--- TRECHO ---

O Monstro surge na história em um momento de angústia extrema do menino, e propõe contar três histórias e depois será a vez de Conor contar sua história. Essa passagem nos remete ao trabalho com contos. Em um primeiro momento contamos as histórias, buscamos abastecer as crianças, banhá-las nesse mundo imaginário, autorizá-las a sonhar, para aos poucos ir devolvendo-as a realidade e, nesse momento, dessa forma, elas podem se apropriar de suas histórias e recontá-las, reinventá-las.
A psicoterapia tem como princípio a cura através das palavras. Entendemos que para contar uma história, para contar a sua história, é preciso um longo caminho percorrido. Um caminho de espaços, abrir espaço para falar de si é um dos benefícios que o trabalho com história propicia. Narrador é aquele que narra a sua própria dor, mas isso não é fácil, para chegar até lá é preciso percorrer um longo caminho. Para narrar a sua história é preciso ter histórias dentro de si, é necessário que pais suficientemente narrativos tenham contado histórias, tenham sonhado junto com a criança, tenham permitido que a criança possa descobrir a sua história. O monstro conta três histórias para Conor e o acompanha, como um terapeuta, quando Conor conta a sua história, a sua grande dor. O monstro está ali, para através do mundo lúdico salvar o menino.

---

INSTRUÇÃO 1.
Reúna e copie todas as linhas abaixo em que aparece a palavra "shirt".

--- DADOS DA TAREFA ---

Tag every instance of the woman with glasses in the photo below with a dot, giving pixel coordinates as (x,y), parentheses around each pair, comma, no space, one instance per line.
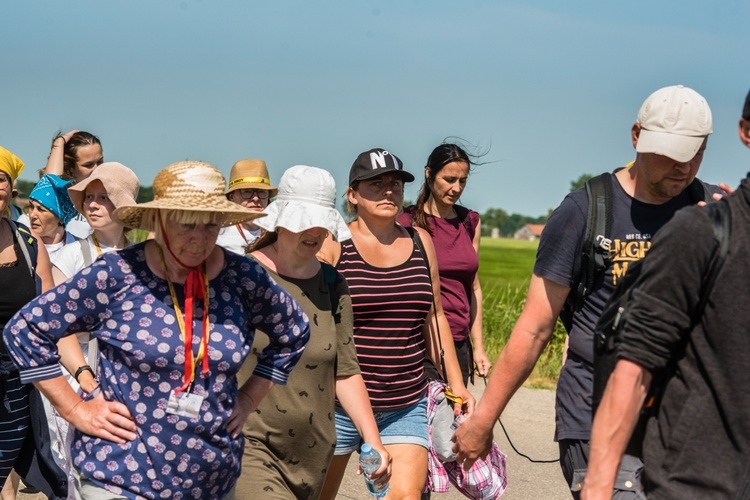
(249,186)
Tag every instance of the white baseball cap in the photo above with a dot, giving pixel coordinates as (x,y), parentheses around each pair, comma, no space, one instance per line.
(674,122)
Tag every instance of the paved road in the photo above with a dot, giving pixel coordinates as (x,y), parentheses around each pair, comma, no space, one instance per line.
(530,422)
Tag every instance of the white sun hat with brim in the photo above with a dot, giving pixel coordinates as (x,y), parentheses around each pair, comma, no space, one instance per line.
(120,183)
(306,199)
(192,186)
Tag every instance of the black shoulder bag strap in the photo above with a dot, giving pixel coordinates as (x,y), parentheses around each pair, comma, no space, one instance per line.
(330,275)
(418,243)
(25,241)
(598,229)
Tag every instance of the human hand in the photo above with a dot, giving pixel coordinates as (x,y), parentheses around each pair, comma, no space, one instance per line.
(471,443)
(383,474)
(590,492)
(482,362)
(717,196)
(68,135)
(104,419)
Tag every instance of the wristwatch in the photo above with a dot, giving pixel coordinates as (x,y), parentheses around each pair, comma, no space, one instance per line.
(84,368)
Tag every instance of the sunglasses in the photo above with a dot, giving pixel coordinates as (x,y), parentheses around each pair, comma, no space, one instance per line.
(249,194)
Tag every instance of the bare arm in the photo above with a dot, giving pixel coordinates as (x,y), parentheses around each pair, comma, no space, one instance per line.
(613,425)
(97,417)
(476,332)
(330,251)
(437,323)
(71,355)
(530,336)
(55,161)
(352,395)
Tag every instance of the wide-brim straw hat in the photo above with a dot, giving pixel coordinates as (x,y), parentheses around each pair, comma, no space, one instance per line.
(192,186)
(119,181)
(306,199)
(250,174)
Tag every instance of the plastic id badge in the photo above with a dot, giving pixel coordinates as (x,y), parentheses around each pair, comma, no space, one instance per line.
(185,404)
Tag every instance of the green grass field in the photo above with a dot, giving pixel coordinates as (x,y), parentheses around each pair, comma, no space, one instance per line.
(505,267)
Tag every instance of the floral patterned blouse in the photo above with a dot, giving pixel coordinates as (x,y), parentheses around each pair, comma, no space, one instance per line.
(129,310)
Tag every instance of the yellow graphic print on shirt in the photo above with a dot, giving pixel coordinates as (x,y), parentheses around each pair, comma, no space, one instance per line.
(623,252)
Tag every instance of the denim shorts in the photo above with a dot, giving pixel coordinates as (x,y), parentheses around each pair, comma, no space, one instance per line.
(403,426)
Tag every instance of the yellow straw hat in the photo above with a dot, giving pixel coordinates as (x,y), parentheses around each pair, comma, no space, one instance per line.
(250,174)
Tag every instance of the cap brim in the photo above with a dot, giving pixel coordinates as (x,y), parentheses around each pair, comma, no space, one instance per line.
(253,185)
(405,176)
(299,216)
(681,148)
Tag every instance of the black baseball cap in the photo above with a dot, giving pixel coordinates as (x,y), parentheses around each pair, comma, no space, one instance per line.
(377,162)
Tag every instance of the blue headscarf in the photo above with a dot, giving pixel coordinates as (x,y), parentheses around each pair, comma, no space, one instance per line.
(51,192)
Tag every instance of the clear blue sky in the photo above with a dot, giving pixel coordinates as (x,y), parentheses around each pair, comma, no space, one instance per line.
(551,88)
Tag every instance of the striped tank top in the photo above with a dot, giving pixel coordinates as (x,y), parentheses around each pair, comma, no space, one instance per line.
(390,308)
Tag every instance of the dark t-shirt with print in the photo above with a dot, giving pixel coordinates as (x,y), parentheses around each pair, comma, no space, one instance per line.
(558,259)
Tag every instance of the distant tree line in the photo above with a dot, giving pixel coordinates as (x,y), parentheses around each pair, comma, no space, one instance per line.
(508,224)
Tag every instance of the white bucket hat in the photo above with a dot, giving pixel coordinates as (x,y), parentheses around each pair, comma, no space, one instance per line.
(306,199)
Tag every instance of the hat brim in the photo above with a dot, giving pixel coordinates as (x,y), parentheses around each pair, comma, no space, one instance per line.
(405,176)
(253,185)
(297,216)
(681,148)
(132,216)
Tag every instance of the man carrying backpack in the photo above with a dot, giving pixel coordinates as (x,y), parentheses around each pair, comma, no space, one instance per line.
(698,446)
(669,137)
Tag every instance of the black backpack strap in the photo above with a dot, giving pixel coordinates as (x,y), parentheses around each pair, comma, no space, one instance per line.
(331,277)
(463,218)
(698,191)
(595,251)
(28,245)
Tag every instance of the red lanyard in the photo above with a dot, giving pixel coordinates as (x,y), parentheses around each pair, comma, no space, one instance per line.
(196,287)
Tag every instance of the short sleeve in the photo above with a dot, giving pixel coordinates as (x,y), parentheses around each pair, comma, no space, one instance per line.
(346,353)
(558,255)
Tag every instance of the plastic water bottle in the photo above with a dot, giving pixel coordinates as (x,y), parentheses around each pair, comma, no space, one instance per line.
(369,460)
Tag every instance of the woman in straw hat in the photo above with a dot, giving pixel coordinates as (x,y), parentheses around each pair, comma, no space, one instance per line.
(454,233)
(249,186)
(398,317)
(174,317)
(24,273)
(289,441)
(96,197)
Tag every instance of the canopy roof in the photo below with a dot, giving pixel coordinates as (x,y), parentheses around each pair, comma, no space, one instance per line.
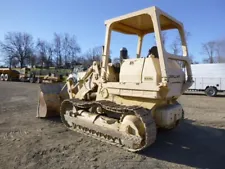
(140,22)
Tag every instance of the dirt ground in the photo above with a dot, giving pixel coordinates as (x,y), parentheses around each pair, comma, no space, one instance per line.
(29,142)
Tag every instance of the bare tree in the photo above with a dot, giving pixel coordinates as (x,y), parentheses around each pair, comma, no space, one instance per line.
(65,49)
(70,48)
(44,52)
(57,48)
(209,49)
(220,51)
(18,45)
(177,43)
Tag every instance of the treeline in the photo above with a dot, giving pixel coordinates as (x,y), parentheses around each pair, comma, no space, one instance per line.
(20,49)
(213,51)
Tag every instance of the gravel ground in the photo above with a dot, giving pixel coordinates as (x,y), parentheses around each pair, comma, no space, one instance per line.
(29,142)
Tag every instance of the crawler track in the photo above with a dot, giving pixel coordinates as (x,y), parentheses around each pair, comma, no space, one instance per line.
(127,141)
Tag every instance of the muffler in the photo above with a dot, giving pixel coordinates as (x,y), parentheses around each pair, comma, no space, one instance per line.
(50,97)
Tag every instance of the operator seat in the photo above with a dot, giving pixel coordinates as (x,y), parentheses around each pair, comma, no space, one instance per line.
(154,52)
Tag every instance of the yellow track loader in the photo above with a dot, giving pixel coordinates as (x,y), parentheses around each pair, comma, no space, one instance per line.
(125,105)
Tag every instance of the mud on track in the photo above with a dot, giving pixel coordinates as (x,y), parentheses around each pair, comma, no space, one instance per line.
(28,142)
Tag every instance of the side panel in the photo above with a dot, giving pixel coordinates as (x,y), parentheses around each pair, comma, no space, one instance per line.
(131,70)
(151,71)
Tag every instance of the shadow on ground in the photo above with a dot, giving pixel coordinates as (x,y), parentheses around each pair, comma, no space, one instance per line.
(191,145)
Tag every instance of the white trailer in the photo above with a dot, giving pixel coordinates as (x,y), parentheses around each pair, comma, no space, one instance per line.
(209,78)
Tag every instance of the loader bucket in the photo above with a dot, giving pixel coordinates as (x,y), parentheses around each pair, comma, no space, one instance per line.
(50,97)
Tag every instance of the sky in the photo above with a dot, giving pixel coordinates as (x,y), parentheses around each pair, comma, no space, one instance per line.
(204,19)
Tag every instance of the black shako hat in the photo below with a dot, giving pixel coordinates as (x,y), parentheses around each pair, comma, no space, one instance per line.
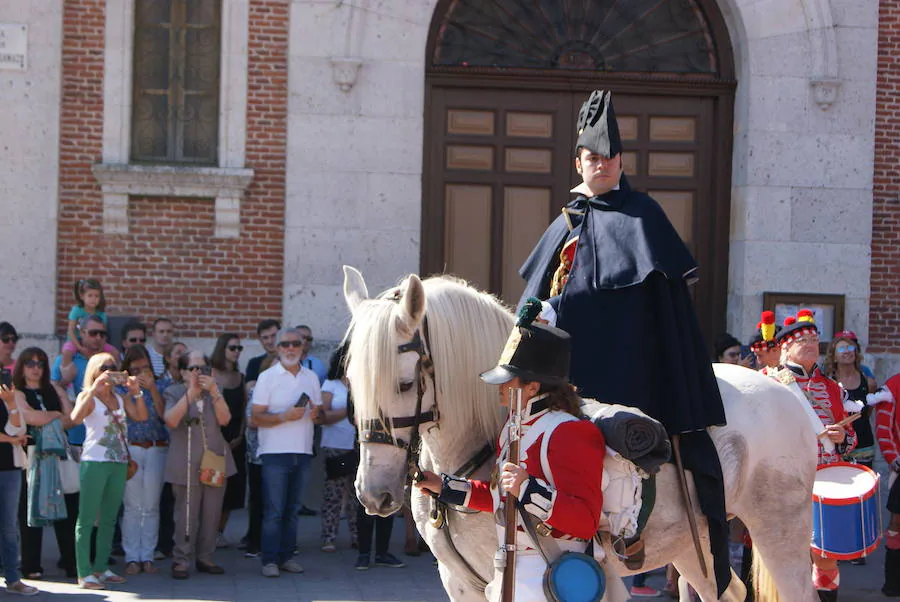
(597,127)
(533,352)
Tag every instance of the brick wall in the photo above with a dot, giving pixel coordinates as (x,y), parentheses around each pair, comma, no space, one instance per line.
(884,308)
(169,264)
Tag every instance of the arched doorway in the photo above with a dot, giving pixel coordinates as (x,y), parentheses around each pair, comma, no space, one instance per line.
(504,83)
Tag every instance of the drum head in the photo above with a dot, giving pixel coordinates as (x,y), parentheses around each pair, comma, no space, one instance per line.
(844,483)
(576,577)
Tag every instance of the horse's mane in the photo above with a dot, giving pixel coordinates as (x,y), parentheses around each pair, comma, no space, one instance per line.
(466,333)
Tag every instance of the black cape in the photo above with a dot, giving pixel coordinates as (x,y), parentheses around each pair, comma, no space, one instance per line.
(635,337)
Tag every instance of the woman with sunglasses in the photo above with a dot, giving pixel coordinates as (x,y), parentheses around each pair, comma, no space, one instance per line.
(230,381)
(41,405)
(195,413)
(843,363)
(148,446)
(8,339)
(104,463)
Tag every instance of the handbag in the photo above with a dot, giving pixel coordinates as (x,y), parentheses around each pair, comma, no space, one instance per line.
(132,467)
(212,465)
(343,465)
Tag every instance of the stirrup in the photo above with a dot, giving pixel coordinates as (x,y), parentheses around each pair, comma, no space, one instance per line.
(632,555)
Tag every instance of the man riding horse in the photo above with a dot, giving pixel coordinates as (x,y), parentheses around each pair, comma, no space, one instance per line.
(615,275)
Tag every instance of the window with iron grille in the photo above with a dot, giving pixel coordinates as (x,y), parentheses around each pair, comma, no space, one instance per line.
(175,101)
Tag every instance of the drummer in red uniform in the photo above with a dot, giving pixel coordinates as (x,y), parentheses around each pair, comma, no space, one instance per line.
(799,342)
(887,430)
(559,479)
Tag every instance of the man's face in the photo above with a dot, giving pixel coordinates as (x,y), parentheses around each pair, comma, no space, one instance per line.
(94,336)
(598,172)
(133,337)
(267,339)
(307,339)
(804,351)
(290,349)
(163,333)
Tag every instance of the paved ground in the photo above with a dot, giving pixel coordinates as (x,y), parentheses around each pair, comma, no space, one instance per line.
(332,577)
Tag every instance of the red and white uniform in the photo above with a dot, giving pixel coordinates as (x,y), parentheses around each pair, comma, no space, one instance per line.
(827,400)
(564,459)
(887,419)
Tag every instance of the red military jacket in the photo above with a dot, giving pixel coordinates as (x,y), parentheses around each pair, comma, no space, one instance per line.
(827,400)
(569,499)
(887,419)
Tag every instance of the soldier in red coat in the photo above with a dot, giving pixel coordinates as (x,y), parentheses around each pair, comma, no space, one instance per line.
(559,479)
(799,343)
(887,431)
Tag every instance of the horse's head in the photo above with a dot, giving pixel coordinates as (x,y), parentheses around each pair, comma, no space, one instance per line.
(392,391)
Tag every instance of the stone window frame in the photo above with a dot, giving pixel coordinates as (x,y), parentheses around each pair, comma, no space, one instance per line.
(120,179)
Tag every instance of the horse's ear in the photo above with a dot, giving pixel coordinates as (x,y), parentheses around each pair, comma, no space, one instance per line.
(355,291)
(412,304)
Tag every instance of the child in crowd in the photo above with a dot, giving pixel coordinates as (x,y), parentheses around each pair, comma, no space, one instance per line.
(90,301)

---

INSTRUÇÃO 2.
Reescreva a parte do trecho sobre o Monstro e Conor que começa com as palavras "O Monstro surge" e termina com "e recontá-las, reinventá-las.", substituindo "contos" por "lendas".

RESPOSTA COMPLETA 1.
Tag every instance of the yellow graphic print on shirt in the photo above with a dot, giving pixel coordinates as (x,y), parentheses around each pair, comma, no space, one instance per line.
Tag every instance of the dark t-shirt with print in the photo above with a dot, giving pixel coordinates as (x,y), parentheses around each pair, comma, no space, one instance per line.

RESPOSTA COMPLETA 2.
O Monstro surge na história em um momento de angústia extrema do menino, e propõe contar três histórias e depois será a vez de Conor contar sua história. Essa passagem nos remete ao trabalho com lendas. Em um primeiro momento contamos as histórias, buscamos abastecer as crianças, banhá-las nesse mundo imaginário, autorizá-las a sonhar, para aos poucos ir devolvendo-as a realidade e, nesse momento, dessa forma, elas podem se apropriar de suas histórias e recontá-las, reinventá-las.